▶ _EXERCISE BRIEF_: Having found the line that holds "Could you point to the short", give that line and all lines after it again, word for word, through the end of the data below.

(Region pointing data)
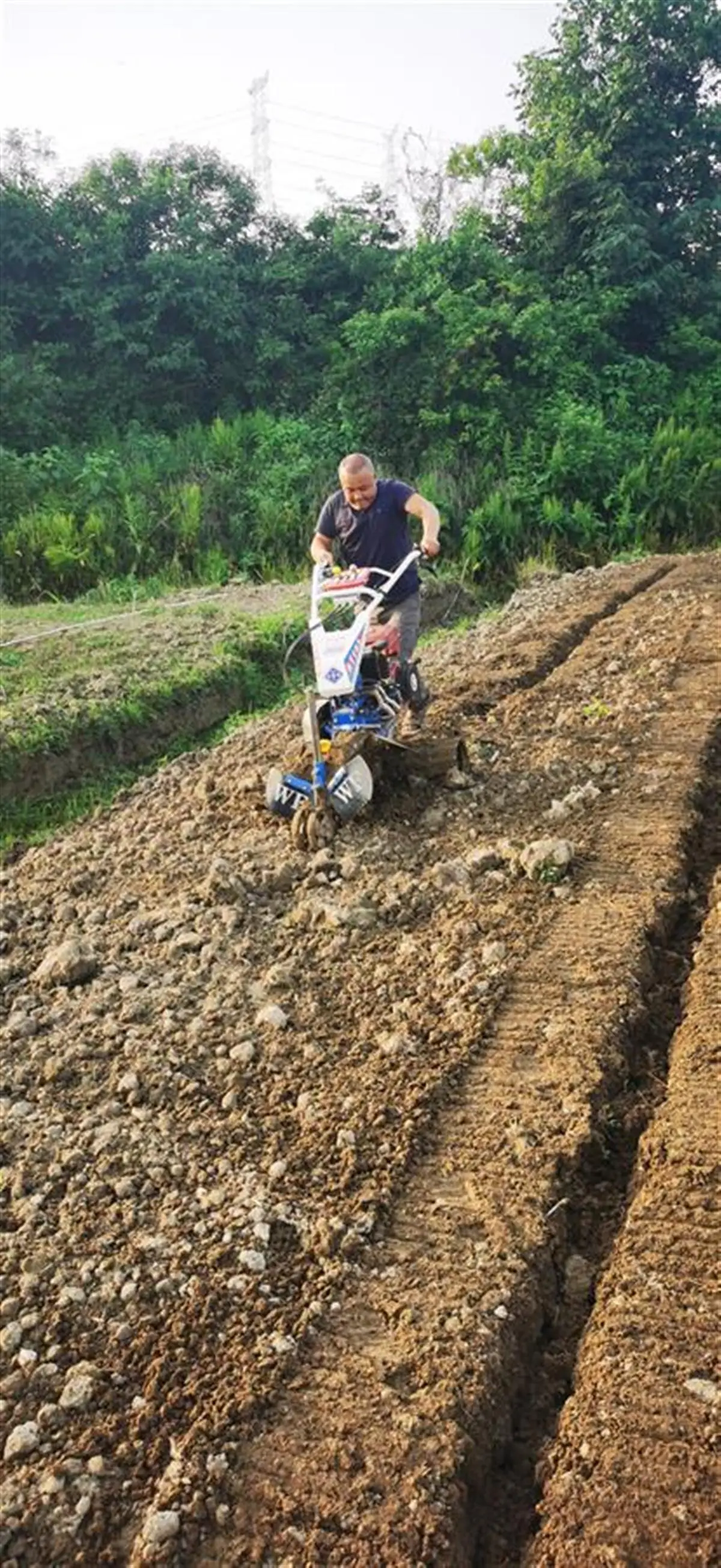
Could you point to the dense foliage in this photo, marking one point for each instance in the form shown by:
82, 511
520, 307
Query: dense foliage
182, 371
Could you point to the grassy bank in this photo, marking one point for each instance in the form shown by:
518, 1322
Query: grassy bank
88, 709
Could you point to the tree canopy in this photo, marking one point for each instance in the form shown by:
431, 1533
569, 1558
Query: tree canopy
543, 353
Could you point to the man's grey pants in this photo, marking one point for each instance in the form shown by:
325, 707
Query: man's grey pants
405, 617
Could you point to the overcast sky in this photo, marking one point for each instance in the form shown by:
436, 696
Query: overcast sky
101, 76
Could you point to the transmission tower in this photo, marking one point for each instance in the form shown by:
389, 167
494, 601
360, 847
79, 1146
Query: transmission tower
261, 138
391, 173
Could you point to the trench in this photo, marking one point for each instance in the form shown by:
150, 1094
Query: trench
503, 1518
46, 788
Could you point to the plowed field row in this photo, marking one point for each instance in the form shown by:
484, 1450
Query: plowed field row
289, 1172
634, 1473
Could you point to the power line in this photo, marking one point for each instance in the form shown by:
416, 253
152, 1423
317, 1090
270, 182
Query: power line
318, 114
338, 135
328, 157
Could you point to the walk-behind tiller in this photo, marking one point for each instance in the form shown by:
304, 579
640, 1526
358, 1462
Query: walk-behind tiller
356, 709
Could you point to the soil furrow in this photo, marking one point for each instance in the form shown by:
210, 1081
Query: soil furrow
395, 1418
165, 1131
632, 1476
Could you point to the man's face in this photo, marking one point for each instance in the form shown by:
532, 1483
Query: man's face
359, 490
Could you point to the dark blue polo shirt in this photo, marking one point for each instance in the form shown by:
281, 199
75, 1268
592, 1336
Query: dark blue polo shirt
377, 537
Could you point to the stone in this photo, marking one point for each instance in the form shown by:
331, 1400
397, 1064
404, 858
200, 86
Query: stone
704, 1388
11, 1338
546, 856
68, 963
273, 1016
22, 1440
253, 1260
78, 1393
160, 1526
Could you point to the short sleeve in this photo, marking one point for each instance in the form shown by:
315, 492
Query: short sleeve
326, 521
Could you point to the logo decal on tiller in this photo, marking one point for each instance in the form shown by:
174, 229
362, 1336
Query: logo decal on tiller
353, 656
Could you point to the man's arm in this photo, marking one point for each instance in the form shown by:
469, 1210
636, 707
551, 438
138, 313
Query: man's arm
322, 549
419, 507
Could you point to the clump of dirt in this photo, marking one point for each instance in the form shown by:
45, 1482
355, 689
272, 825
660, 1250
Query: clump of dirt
212, 1126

▶ _YOUR RESPONSE_:
Could you point to the short sleeve in this photo, marking one point for each instance in the form shown by:
315, 492
Query: short sleeve
326, 521
Could you point to the logo decal on tiller in this photo, marking one point for each instance in the form shown by:
174, 229
362, 1336
Query: logo decal on tiller
353, 656
Could you point to the man's arm in this photo, marking one point for each instance in the form shown by:
469, 1210
636, 707
551, 438
138, 313
Query: man's arm
322, 549
419, 507
Could you point to the clump of dirt in this photo, marking one point for each instance in the form shown by:
45, 1482
355, 689
272, 825
660, 1250
Query: clump of dirt
212, 1126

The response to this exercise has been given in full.